Action item
Among the records below, find the line that has "Query: child's face"; from there, give the lines again exactly, and stop after the line that has "[[458, 286]]".

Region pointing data
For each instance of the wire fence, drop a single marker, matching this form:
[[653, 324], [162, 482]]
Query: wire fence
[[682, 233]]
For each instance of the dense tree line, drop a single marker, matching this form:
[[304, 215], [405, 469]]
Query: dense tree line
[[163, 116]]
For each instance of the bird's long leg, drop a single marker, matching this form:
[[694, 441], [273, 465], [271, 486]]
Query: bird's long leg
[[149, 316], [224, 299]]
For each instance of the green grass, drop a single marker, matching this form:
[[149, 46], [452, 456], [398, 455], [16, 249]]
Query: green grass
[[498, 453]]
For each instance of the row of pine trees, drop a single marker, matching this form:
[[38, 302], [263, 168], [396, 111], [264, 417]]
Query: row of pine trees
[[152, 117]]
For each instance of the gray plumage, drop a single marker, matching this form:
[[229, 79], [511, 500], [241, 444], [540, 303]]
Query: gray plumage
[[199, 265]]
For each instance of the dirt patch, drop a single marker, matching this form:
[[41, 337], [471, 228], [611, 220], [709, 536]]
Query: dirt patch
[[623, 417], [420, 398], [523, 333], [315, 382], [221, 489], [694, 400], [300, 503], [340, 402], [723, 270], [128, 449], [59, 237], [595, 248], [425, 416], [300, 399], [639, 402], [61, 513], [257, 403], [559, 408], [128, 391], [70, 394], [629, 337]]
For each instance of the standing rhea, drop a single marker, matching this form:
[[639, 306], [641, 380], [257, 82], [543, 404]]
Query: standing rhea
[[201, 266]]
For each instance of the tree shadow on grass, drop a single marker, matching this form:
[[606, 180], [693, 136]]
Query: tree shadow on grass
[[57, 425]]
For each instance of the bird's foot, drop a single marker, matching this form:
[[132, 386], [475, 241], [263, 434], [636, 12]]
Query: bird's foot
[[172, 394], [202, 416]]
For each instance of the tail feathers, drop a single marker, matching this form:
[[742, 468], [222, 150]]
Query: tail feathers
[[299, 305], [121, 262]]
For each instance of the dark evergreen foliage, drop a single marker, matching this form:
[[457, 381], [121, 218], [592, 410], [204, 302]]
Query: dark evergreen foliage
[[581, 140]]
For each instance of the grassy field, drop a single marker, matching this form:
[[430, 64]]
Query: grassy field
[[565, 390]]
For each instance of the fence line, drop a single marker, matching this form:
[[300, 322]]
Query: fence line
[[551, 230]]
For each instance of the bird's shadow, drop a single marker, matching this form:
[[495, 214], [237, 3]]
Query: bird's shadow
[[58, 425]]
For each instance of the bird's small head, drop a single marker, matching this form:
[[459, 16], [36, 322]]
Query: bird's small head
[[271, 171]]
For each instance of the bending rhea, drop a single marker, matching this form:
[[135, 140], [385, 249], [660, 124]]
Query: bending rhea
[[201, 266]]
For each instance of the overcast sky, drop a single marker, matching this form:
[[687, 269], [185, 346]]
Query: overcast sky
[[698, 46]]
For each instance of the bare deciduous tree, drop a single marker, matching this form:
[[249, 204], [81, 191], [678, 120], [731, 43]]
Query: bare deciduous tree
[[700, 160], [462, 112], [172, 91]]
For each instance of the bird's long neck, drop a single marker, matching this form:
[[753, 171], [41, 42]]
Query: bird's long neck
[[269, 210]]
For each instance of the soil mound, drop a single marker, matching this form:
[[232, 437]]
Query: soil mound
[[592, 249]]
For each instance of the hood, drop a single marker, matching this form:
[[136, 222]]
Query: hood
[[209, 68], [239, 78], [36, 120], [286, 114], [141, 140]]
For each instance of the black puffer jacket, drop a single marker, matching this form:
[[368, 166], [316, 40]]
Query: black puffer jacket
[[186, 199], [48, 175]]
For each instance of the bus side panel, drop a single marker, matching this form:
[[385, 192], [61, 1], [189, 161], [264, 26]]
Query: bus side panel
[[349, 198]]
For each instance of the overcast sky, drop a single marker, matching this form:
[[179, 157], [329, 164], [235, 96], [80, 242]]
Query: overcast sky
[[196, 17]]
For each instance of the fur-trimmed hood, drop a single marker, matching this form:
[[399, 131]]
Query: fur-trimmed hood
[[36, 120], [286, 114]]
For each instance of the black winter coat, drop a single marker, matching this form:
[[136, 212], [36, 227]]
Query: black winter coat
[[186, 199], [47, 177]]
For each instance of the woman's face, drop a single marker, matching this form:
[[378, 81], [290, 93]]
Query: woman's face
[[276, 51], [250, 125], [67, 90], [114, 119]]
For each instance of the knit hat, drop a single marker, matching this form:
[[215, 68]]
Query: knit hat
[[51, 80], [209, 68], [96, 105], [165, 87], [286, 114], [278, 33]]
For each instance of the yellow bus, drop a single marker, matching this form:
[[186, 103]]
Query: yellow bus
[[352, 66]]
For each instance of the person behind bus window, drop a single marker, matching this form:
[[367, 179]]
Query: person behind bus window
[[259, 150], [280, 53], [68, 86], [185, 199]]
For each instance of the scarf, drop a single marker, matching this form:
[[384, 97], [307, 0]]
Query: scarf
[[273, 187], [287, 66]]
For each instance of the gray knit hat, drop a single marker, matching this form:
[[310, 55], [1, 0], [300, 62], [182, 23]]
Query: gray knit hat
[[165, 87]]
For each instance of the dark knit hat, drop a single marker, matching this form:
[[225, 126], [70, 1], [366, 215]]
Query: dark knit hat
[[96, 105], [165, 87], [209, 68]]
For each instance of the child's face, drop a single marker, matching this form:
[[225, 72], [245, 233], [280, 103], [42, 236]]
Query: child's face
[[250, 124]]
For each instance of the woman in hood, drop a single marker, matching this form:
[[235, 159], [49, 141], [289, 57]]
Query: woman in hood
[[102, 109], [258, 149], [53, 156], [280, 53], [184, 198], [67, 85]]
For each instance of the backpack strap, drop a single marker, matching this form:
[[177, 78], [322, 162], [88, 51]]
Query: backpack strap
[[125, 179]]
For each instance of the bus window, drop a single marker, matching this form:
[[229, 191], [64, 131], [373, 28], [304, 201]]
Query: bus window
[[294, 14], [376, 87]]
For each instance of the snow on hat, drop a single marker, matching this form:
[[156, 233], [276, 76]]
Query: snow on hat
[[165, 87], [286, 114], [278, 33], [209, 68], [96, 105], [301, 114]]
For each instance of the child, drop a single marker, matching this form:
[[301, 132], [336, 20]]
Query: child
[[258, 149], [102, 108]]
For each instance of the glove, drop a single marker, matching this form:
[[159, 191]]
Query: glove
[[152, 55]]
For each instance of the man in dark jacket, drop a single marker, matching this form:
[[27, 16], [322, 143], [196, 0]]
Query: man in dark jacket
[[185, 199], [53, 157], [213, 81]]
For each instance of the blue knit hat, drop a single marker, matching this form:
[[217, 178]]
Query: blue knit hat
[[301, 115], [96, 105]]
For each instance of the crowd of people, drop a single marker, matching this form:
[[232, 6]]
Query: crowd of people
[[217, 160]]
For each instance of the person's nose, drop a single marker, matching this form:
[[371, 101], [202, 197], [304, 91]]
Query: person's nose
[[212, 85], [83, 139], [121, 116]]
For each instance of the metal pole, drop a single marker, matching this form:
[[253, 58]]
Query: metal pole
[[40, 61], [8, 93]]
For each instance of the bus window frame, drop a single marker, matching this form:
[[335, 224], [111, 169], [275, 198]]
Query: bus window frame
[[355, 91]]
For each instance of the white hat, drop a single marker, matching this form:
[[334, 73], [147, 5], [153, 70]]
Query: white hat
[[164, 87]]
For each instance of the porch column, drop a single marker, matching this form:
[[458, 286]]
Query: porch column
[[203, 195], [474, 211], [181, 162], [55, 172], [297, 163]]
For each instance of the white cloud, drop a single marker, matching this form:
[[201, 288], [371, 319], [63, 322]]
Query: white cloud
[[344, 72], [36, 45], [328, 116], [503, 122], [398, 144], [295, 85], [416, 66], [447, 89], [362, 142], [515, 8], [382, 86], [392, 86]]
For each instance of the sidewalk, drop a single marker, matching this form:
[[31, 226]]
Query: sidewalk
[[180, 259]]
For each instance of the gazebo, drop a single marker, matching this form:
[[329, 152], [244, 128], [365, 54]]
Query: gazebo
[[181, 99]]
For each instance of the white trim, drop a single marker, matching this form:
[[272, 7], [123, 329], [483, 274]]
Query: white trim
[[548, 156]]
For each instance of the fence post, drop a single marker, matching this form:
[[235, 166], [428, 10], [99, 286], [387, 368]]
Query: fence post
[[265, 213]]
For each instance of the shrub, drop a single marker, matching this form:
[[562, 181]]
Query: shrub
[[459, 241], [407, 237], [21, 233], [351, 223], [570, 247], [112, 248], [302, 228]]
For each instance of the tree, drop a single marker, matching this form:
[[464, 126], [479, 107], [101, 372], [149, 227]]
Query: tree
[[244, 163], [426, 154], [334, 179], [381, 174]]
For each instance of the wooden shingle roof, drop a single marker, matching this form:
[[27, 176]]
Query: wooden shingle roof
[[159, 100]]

Your response
Query: child's face
[[250, 124]]
For each instance of the woman in hood, drop a single marker, matching this form:
[[235, 159], [49, 141], [289, 57]]
Query: woman in hood
[[102, 109], [258, 149], [53, 156], [280, 53], [184, 198], [67, 85]]
For each instance of the backpack strap, drop a single marker, matching this form:
[[177, 78], [322, 162], [88, 51]]
Query: backpack strap
[[125, 179]]
For each instance of the bus window, drop a single marker, matching this form:
[[229, 191], [64, 131], [373, 28], [304, 201]]
Query: bus window
[[294, 14], [376, 87]]
For each instance of the snow on hat, drop a single marker, matching this form:
[[156, 233], [276, 76]]
Query: snow on hat
[[165, 87], [286, 114], [278, 33], [209, 68], [96, 105], [301, 114]]
For each instance of the child, drop a single marker, matching this form:
[[301, 132], [336, 20]]
Query: child
[[258, 149], [102, 108]]
For each instance of the glove, drop a single marker, matching this form:
[[159, 191]]
Query: glove
[[152, 55]]
For each instance of the man in dark jacket, drop a single marker, matching this form:
[[27, 16], [322, 143], [196, 0]]
Query: man in dark jacket
[[185, 199], [53, 157], [213, 81]]
For each instance of the blue knit hat, drop a single marker, matching this form:
[[217, 178]]
Query: blue knit hat
[[301, 115], [96, 105]]
For each instance of the crowd of people, drop a single marker, matching this form:
[[232, 6]]
Query: crowd of people
[[217, 160]]
For each instance of the person's nose, drop a single marker, matching this form:
[[371, 101], [202, 197], [304, 91]]
Query: person's nose
[[212, 85], [83, 139], [121, 116]]
For each instance of the metal pole, drop a single marker, matching this form:
[[253, 58]]
Query: metal pole
[[40, 61], [8, 93]]
For each instance of the bus window frame, drop a single marker, matching this form:
[[335, 224], [111, 169], [275, 198]]
Query: bus window frame
[[355, 91]]
For each instance of the white hat, drop a single marker, matching this form:
[[334, 73], [147, 5], [153, 70]]
Query: white hat
[[164, 87]]
For each instance of the porch column, drop a single marker, matching this form:
[[458, 286]]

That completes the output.